[begin Input rows]

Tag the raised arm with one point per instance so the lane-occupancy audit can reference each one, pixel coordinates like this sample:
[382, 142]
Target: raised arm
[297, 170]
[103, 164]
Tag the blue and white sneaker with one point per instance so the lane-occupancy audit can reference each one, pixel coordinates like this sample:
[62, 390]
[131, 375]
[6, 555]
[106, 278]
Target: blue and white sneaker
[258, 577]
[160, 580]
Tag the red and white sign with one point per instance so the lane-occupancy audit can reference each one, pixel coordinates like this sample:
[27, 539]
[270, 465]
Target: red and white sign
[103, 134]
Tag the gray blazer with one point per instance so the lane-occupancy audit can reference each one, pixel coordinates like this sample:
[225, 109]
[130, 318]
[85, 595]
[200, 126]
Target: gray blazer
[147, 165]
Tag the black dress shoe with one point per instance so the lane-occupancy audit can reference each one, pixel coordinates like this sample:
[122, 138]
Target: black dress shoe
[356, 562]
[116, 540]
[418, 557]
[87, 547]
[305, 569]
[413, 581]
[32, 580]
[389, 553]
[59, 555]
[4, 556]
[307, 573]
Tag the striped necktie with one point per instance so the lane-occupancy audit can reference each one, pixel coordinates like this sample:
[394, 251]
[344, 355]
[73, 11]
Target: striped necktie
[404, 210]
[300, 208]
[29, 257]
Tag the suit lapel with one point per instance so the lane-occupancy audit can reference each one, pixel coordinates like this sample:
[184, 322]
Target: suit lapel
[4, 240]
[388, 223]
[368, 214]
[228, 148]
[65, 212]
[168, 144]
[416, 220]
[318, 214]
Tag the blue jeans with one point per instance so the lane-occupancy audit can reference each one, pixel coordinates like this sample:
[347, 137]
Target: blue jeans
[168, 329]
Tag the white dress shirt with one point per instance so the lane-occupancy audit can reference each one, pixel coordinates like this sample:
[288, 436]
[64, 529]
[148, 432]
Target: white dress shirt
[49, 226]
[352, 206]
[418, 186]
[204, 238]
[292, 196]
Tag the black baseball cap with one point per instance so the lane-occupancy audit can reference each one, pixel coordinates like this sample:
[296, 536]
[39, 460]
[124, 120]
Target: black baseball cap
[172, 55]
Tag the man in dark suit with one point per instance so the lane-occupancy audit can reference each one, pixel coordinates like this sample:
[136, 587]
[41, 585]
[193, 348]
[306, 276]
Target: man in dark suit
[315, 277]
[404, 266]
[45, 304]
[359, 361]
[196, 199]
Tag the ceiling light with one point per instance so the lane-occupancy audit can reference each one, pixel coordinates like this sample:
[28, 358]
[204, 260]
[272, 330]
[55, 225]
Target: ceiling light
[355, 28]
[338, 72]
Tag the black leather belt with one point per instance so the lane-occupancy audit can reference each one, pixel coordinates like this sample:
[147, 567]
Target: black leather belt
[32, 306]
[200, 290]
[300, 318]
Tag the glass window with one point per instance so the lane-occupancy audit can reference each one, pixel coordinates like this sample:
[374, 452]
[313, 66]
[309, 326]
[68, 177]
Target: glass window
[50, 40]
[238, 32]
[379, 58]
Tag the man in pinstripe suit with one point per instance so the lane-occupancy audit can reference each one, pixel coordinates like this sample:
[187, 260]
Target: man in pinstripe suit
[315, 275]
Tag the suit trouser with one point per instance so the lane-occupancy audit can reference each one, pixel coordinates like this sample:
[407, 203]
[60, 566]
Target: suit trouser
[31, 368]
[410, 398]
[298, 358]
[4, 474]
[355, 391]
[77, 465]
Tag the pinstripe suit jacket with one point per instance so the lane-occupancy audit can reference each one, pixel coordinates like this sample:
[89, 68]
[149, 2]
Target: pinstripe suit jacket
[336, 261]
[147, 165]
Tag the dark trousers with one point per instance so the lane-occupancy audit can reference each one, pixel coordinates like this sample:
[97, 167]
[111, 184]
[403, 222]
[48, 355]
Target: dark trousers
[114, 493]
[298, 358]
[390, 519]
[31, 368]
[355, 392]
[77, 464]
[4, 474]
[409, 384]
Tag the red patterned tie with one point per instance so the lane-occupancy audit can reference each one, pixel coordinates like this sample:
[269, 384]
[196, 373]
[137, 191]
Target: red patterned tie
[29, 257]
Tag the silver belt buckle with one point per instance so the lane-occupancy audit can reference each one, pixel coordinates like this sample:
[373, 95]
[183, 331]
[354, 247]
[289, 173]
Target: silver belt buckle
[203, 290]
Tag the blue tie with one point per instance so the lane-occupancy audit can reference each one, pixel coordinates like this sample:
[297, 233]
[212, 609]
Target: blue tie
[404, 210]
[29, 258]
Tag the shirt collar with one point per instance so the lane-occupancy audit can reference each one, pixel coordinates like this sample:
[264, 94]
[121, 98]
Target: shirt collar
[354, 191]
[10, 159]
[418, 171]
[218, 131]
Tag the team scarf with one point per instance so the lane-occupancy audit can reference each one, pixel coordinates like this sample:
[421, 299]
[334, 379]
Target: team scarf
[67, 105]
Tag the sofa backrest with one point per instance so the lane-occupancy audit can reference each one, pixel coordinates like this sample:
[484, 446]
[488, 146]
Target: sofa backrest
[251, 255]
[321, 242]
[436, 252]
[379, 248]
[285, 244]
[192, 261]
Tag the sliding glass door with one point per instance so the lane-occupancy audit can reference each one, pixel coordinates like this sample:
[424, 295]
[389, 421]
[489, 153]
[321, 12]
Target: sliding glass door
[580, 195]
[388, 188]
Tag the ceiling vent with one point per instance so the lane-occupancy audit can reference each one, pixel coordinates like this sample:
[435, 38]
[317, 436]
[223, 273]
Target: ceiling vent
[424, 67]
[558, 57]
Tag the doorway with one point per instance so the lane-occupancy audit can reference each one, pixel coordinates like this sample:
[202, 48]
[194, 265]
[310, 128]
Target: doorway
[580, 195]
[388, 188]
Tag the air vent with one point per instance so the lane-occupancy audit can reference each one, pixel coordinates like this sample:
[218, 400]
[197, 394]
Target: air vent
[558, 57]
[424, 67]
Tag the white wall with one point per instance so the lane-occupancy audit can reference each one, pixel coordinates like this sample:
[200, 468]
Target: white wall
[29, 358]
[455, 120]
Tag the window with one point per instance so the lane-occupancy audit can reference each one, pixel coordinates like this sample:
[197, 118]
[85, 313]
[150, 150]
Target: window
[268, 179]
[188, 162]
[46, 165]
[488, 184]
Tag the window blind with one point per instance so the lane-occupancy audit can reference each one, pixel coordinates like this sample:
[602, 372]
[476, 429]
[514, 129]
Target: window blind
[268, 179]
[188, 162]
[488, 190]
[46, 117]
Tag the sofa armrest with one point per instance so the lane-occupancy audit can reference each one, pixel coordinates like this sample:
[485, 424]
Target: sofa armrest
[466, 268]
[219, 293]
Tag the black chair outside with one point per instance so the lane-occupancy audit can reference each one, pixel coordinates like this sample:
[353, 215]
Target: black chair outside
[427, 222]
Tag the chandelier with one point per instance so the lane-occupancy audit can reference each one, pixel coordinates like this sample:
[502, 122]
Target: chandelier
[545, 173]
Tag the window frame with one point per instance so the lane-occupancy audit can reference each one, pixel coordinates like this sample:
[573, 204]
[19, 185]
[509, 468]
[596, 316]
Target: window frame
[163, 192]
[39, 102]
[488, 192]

[end Input rows]

▶ [To be done] Reproduce, word for word, the part of the rows above that opens with the line containing "Tag the window with" and runs through the last row, including both ends.

▶ [Exercise output]
Tag the window with one point per instance so the lane-occupancy audit can reference each one, pixel coordinates like this sample:
[197, 118]
[85, 313]
[150, 150]
Target: window
[268, 179]
[188, 162]
[46, 165]
[488, 184]
Tag the window blind with one point per instance so the lane-occupancy audit can reference each one, pixel coordinates like this sample:
[602, 372]
[476, 429]
[514, 129]
Target: window blind
[268, 179]
[188, 162]
[488, 190]
[46, 117]
Tag the sofa armrest with one point per instance so the lane-occupancy audit can reference each one, pixel coordinates like this sample:
[485, 424]
Target: sofa armrest
[466, 268]
[219, 293]
Tag the black chair outside with one point per instance so the lane-occupancy audit can reference each one, pixel coordinates like this sample:
[353, 215]
Target: black chair outside
[427, 222]
Tag the chandelier with one point per instance so the lane-occupancy audit can reference each one, pixel coordinates like this sample:
[502, 122]
Target: chandelier
[545, 173]
Tag the window frame with one point per instance so the lane-occupancy audit can reference each one, pixel coordinates like this sample:
[573, 204]
[19, 185]
[509, 468]
[596, 316]
Target: window frame
[163, 192]
[39, 102]
[488, 192]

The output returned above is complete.